EXTRACTED RECORDS:
──────
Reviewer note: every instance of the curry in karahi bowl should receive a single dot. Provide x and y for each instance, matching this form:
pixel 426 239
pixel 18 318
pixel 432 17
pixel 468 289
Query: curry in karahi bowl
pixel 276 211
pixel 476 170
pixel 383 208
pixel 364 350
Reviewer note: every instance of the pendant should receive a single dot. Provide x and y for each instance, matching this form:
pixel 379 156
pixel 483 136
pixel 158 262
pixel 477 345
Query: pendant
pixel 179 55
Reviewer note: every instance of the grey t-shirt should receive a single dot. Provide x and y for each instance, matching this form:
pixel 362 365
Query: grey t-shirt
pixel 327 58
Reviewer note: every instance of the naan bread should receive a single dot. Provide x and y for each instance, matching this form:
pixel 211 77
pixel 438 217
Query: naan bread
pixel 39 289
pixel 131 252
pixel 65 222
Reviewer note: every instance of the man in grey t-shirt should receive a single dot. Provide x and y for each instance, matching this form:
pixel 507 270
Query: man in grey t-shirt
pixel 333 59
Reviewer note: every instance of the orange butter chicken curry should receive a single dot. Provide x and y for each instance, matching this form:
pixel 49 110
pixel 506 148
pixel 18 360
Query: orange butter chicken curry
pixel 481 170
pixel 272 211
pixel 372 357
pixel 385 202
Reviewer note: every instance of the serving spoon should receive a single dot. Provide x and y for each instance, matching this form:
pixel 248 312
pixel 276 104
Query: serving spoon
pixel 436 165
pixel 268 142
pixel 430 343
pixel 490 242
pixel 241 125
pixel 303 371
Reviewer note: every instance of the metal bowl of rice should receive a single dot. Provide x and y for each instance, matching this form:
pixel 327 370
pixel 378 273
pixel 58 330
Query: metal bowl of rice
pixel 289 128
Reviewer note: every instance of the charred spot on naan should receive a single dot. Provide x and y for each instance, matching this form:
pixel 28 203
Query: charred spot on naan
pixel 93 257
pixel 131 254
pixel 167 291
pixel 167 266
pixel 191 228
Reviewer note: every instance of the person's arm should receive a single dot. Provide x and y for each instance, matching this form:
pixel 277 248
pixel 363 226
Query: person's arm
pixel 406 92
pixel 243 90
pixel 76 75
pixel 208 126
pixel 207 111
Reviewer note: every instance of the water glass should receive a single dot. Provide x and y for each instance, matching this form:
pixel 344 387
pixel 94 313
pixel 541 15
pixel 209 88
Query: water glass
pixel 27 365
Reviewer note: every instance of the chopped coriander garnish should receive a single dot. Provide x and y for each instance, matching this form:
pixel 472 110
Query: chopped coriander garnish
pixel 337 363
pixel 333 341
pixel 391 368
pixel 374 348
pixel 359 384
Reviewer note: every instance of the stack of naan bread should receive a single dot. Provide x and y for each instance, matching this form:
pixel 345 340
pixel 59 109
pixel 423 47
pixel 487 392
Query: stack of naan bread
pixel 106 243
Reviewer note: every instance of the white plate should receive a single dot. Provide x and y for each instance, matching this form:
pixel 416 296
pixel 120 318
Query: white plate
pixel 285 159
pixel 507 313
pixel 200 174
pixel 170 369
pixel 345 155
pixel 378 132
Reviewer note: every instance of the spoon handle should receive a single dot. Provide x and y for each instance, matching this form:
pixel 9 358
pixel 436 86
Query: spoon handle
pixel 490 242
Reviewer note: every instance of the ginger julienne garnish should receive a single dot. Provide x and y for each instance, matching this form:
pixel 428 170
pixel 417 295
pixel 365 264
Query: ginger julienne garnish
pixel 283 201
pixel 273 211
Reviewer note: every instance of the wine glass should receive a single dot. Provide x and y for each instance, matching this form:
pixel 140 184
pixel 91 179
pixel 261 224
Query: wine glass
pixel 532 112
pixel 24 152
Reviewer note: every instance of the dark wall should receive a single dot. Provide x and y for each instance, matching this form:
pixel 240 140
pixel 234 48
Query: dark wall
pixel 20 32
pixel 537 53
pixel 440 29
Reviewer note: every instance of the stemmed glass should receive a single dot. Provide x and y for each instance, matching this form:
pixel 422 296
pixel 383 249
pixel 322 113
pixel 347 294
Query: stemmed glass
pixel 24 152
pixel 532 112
──────
TASK TO CARRY OUT: Return verbatim the lines of the rows above, starting with the line that contains "Reviewer note: every instance of the orange" and ending after the line that contains "pixel 303 371".

TASK ANSWER:
Reviewer note: every instance of the orange butter chicken curry should receive a single dot. Provide x and y for each instance, matching this form:
pixel 49 110
pixel 506 148
pixel 18 360
Query: orange butter chicken curry
pixel 481 170
pixel 272 211
pixel 372 357
pixel 385 202
Reviewer note: every instance of the serving spoon should receive a single dot. Provide x and y for each instance, matching this form:
pixel 248 312
pixel 276 104
Query: serving spoon
pixel 436 165
pixel 268 142
pixel 430 343
pixel 490 242
pixel 241 125
pixel 303 371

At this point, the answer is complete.